-------- Records for the task

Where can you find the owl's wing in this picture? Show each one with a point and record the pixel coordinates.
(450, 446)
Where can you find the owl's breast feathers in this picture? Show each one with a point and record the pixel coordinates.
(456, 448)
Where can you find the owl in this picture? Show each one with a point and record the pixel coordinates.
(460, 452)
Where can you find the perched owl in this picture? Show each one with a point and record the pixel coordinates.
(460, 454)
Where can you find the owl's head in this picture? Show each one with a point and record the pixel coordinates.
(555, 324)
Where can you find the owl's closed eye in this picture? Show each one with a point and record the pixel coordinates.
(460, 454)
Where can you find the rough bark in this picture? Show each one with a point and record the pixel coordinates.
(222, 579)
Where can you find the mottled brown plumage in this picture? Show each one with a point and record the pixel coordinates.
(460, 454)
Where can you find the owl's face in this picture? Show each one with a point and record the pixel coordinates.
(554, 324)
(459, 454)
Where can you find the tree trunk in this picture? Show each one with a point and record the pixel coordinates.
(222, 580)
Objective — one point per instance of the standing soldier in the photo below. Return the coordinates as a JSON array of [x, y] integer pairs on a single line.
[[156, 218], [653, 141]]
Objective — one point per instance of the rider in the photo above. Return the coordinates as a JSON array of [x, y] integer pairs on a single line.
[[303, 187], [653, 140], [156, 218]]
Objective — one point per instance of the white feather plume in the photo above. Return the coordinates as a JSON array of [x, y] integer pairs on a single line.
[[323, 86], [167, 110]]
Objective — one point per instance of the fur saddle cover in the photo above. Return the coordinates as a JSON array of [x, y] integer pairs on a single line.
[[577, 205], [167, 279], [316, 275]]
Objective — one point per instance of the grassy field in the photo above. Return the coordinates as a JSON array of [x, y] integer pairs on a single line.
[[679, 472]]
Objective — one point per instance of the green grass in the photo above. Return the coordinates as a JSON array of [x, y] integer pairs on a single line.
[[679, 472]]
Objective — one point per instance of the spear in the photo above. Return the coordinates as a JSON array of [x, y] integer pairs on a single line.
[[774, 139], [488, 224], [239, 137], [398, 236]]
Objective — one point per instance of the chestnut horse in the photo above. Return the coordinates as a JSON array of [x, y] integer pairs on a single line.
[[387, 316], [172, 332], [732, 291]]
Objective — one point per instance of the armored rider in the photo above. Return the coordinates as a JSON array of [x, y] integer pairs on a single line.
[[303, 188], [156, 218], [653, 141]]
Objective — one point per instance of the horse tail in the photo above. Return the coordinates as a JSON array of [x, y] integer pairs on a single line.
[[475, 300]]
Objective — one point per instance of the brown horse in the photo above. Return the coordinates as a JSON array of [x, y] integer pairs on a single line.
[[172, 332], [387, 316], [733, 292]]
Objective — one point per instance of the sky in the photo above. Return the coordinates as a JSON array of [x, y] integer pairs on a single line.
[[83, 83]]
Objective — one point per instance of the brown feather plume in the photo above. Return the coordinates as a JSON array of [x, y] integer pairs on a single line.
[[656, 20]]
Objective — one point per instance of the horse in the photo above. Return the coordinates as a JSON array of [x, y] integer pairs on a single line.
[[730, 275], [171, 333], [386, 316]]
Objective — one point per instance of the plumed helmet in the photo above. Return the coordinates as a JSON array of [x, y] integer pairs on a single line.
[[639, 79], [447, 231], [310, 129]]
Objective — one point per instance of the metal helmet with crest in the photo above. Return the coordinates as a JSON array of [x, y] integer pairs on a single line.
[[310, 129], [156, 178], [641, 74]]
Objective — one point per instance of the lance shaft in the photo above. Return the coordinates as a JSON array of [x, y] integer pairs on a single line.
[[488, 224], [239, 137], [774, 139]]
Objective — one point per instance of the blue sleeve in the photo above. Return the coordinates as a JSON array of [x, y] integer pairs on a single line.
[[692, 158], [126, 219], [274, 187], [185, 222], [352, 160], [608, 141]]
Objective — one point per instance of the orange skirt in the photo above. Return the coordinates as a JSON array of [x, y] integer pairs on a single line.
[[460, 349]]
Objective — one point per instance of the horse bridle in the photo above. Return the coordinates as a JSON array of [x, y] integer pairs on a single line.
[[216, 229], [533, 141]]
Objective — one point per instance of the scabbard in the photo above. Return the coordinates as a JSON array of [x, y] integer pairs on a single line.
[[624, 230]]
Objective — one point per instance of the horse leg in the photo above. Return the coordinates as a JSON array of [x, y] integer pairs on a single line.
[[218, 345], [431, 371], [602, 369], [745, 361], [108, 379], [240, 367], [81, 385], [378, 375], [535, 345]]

----------------

Could you lay out all of the items above as a numbered list and leave out any blank lines?

Exercise output
1. Where can you find the owl's wing in this picture? Show each one with a point and record the pixel coordinates.
2. (450, 446)
3. Where can you find the owl's breast feathers in this picture? Show each one with a point and record the pixel coordinates.
4. (456, 448)
5. Where can you find the owl in this picture? Show each one with a point and record the pixel coordinates.
6. (460, 452)
7. Where can you find the perched owl in this picture? Show each one with a point and record the pixel coordinates.
8. (460, 454)
9. Where can you find the owl's head in this picture? Show each one with a point and record the pixel coordinates.
10. (555, 324)
11. Where can you find the owl's closed eye in this picture? Show each one with a point and record the pixel coordinates.
12. (460, 454)
13. Where can you find the rough bark in this picture? Show each one with a point and record the pixel coordinates.
14. (222, 579)
15. Where can you find the mottled brown plumage in this picture? Show each one with a point and record the pixel coordinates.
16. (460, 454)
17. Where can you find the owl's face in this picture? Show each one with a point and record the pixel coordinates.
18. (554, 324)
19. (459, 454)
20. Where can you find the tree trunk in this picture? Show each one with a point and record the pixel coordinates.
21. (222, 580)
22. Objective — one point per instance of the standing soldier in the photo below. Return the coordinates as a JSON array of [x, y] integer pairs on a single line.
23. [[156, 218], [653, 141]]
24. Objective — one point per instance of the rider in the photo above. Return the coordinates as a JSON array of [x, y] integer pairs on a single line.
25. [[303, 187], [653, 140], [156, 218]]
26. Objective — one point per instance of the white feather plume in the photo above. Return the coordinates as a JSON array of [x, y] integer pairs on a single line.
27. [[323, 86], [167, 110]]
28. Objective — one point per instance of the fur saddle cover in the photo above. Return the coordinates as a JSON array of [x, y] integer pairs on a single line.
29. [[577, 205], [167, 279], [316, 275]]
30. Objective — one point per instance of the grassy field in the photo above. Return the coordinates as a JSON array of [x, y] integer pairs on a single line.
31. [[679, 472]]
32. Objective — one point per instance of the green grass in the photo above. Return the coordinates as a JSON array of [x, y] integer pairs on a single line.
33. [[679, 472]]
34. Objective — one point per instance of the spear in the photo above. Return the coordinates as a JSON array of [x, y] integer pairs on a single line.
35. [[774, 139], [488, 224], [239, 137], [398, 236]]
36. Objective — one point per instance of the chestnut horse in the photo above. Return the coordinates as a JSON array of [x, y] integer pairs on a single line.
37. [[387, 316], [172, 332], [732, 291]]
38. Objective — one point per instance of the armored rider in the photo above. Return the coordinates as a JSON array of [x, y] integer pairs on a single line.
39. [[303, 188], [156, 218], [653, 141]]
40. Objective — one point per instance of the horse tail in the photo above. Return the coordinates as a JSON array of [x, y] integer pairs on a single line.
41. [[475, 300]]
42. Objective — one point per instance of the brown horse in the photo above. Return the coordinates as a JSON array of [x, y] integer pairs on a single line.
43. [[172, 332], [387, 316], [733, 292]]
44. Objective — one point per instance of the sky in the photo above. Return the coordinates as a JSON array of [x, y] integer pairs on a single line.
45. [[83, 83]]
46. Objective — one point per instance of the brown feather plume in the photo above. Return the coordinates as a JSON array of [x, y] integer pairs on a single line.
47. [[656, 20]]
48. Objective — one point per instance of the horse in the photo above. Return the coordinates as a JSON array of [x, y] integer pairs on a single line.
49. [[730, 275], [171, 333], [386, 316]]
50. Objective — one point per instance of the plumed helmet in the photo above. Return the coordinates as a JSON array of [x, y] integer pairs on a single line.
51. [[639, 79], [447, 231], [310, 129]]
52. Objective — one point per instance of the metal helmet with crest in the photo above. Return the coordinates as a JSON array of [x, y] integer pairs on a single line.
53. [[310, 129], [156, 178], [641, 74]]
54. Objective — one point per instance of the lance shaft in the photo above. Return the coordinates as a JSON array of [x, y] integer pairs on a single line.
55. [[488, 224], [239, 137], [774, 139]]
56. Objective — one point per instance of the blue sleeve in the photo above. Return the coordinates as a JSON array of [x, y] integer pairs on a single line.
57. [[692, 158], [126, 219], [274, 187], [185, 222], [352, 160], [608, 141]]
58. Objective — one point per instance of the orange skirt in the photo above. Return the coordinates as a JSON array of [x, y] integer pairs on a single line.
59. [[460, 349]]
60. Objective — one point per instance of the horse bridle in the photo above. Return the coordinates as a JSON array of [x, y] integer pairs on a single line.
61. [[216, 229], [533, 141]]
62. Objective — one point per instance of the scabbard in the photo above. Return the coordinates as a JSON array of [x, y] integer pairs on a single line.
63. [[624, 230]]
64. Objective — one point per instance of the horse leg in the photo above. Return the coordinates as a JSON array of [x, y] integer pairs on a single line.
65. [[218, 345], [431, 371], [602, 369], [745, 361], [108, 379], [240, 367], [81, 385], [378, 375], [535, 345]]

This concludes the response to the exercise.